(Material)
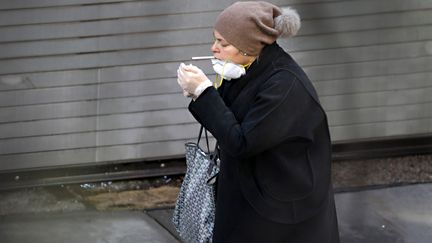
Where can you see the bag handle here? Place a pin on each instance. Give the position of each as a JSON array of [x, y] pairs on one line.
[[206, 137]]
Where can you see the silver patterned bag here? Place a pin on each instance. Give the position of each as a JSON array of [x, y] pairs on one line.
[[194, 211]]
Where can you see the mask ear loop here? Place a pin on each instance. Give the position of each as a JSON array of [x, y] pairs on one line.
[[222, 77]]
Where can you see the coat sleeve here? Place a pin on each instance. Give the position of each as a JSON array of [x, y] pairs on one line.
[[282, 110]]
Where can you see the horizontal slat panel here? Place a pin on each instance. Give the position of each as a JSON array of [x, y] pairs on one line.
[[111, 154], [49, 79], [17, 4], [380, 114], [141, 104], [106, 43], [89, 92], [367, 69], [90, 108], [96, 139], [203, 20], [168, 85], [204, 36], [155, 55], [172, 54], [374, 84], [171, 117], [145, 8], [106, 27], [362, 54], [384, 129], [91, 124], [375, 99]]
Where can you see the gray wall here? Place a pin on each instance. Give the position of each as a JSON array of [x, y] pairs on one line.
[[85, 81]]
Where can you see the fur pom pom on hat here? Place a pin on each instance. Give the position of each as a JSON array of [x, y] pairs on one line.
[[249, 26]]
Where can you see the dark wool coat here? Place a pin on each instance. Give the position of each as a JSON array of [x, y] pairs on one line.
[[274, 182]]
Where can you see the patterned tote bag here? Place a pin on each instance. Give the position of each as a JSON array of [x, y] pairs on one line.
[[195, 207]]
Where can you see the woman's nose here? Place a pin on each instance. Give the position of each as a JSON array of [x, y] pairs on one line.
[[214, 48]]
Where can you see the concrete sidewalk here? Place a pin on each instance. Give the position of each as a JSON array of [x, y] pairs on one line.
[[393, 215]]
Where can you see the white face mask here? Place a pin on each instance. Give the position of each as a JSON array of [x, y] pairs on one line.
[[228, 70]]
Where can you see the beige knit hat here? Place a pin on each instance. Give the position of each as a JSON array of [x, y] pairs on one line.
[[249, 26]]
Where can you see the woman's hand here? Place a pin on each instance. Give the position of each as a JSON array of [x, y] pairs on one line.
[[192, 80]]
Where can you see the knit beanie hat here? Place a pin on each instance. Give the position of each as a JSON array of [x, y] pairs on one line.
[[249, 26]]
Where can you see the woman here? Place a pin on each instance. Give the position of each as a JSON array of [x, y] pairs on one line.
[[274, 181]]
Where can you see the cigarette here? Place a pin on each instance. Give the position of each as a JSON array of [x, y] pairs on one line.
[[203, 58]]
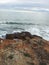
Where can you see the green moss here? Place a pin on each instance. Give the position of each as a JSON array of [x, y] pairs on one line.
[[41, 63]]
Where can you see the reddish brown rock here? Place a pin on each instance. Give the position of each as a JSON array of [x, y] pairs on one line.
[[33, 50]]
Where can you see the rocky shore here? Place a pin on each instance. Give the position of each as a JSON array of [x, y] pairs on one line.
[[24, 49]]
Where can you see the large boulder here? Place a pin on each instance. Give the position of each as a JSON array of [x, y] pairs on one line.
[[33, 50], [22, 35]]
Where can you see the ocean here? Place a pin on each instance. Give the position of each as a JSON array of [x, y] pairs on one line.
[[37, 23]]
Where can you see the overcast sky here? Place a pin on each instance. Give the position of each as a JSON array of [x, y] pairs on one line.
[[42, 3], [25, 1]]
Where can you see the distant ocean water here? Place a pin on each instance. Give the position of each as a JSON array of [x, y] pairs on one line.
[[37, 23]]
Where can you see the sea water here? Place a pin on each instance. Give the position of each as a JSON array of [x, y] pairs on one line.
[[37, 23]]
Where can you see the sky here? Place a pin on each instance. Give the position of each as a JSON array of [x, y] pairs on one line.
[[24, 1], [43, 3]]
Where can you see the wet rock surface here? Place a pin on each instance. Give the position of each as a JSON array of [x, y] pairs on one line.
[[24, 49]]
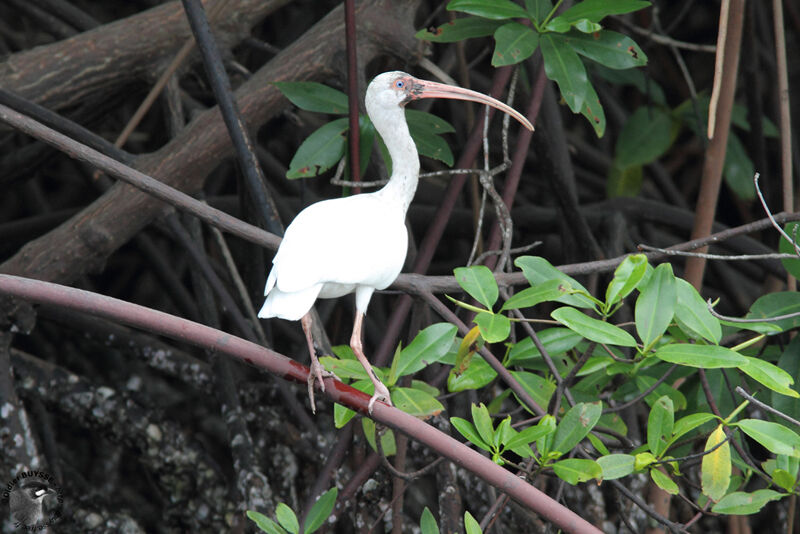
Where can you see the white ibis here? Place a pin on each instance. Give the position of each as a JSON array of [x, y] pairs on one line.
[[358, 244]]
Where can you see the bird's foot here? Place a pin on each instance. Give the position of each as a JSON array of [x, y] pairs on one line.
[[382, 394], [317, 373]]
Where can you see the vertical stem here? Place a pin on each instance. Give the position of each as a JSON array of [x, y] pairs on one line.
[[715, 153]]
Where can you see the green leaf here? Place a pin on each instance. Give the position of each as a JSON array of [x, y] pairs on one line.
[[388, 444], [775, 437], [265, 523], [616, 465], [514, 42], [716, 465], [792, 229], [477, 375], [659, 425], [459, 29], [489, 9], [471, 526], [416, 402], [537, 387], [468, 430], [428, 347], [483, 422], [664, 481], [576, 423], [427, 523], [320, 151], [692, 315], [770, 375], [592, 109], [538, 270], [655, 306], [776, 304], [478, 281], [321, 511], [596, 10], [575, 470], [563, 66], [531, 296], [627, 276], [644, 138], [741, 503], [556, 341], [312, 96], [287, 518], [494, 327], [593, 329], [738, 169], [702, 356], [612, 49]]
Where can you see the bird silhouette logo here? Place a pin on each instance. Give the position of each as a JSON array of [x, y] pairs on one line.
[[26, 503]]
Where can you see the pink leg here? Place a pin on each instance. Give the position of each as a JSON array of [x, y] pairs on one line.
[[317, 372], [381, 392]]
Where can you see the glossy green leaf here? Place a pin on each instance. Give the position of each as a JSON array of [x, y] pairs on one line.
[[616, 465], [490, 9], [741, 503], [546, 291], [428, 347], [692, 315], [777, 304], [627, 276], [537, 387], [468, 430], [576, 423], [655, 306], [265, 523], [575, 470], [287, 518], [592, 109], [704, 356], [388, 443], [612, 49], [478, 281], [471, 525], [320, 151], [477, 375], [459, 29], [416, 402], [494, 327], [596, 10], [775, 437], [770, 375], [659, 425], [792, 229], [664, 481], [321, 511], [593, 329], [483, 422], [556, 340], [538, 270], [313, 96], [644, 138], [427, 523], [563, 66], [738, 169], [716, 465], [514, 42]]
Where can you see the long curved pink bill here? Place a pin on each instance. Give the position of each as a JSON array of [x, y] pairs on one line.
[[427, 89]]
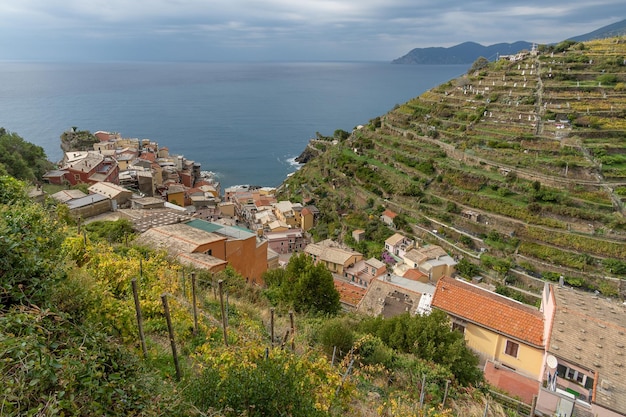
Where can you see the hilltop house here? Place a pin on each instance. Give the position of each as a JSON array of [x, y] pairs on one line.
[[389, 295], [432, 260], [211, 246], [585, 372], [509, 337], [84, 168], [119, 196], [398, 244], [288, 241], [364, 271], [387, 217], [336, 258]]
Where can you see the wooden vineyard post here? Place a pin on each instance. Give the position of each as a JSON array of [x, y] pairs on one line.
[[171, 332], [293, 332], [224, 319], [193, 300], [139, 319], [272, 326]]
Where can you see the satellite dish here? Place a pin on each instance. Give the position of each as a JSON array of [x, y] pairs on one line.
[[551, 362]]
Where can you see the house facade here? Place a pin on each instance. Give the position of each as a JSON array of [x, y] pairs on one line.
[[364, 271], [585, 369], [336, 258], [288, 241], [509, 337], [398, 244], [432, 260], [387, 218]]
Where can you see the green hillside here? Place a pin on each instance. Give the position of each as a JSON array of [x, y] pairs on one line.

(Task statement) Reproduce, word for word, the part of the data that opens at its start and closes with the line containing "[[222, 77]]", including both ends. Leave the pictures out of your answer.

(Answer for the task)
Where can you see the bag handle here? Place a pin on each instance. Give the position of each as a JSON array of [x, y] pairs on one line.
[[206, 137]]
Where can you see the silver patterned bag here? Place a pin on each instance. Give the position of each as a JSON array of [x, y] pairs on one line.
[[194, 211]]
Where can you see the mask ear loop here? Place a pin on each instance. Give the position of each as a JSON array of [x, y] pairs on one line.
[[222, 77]]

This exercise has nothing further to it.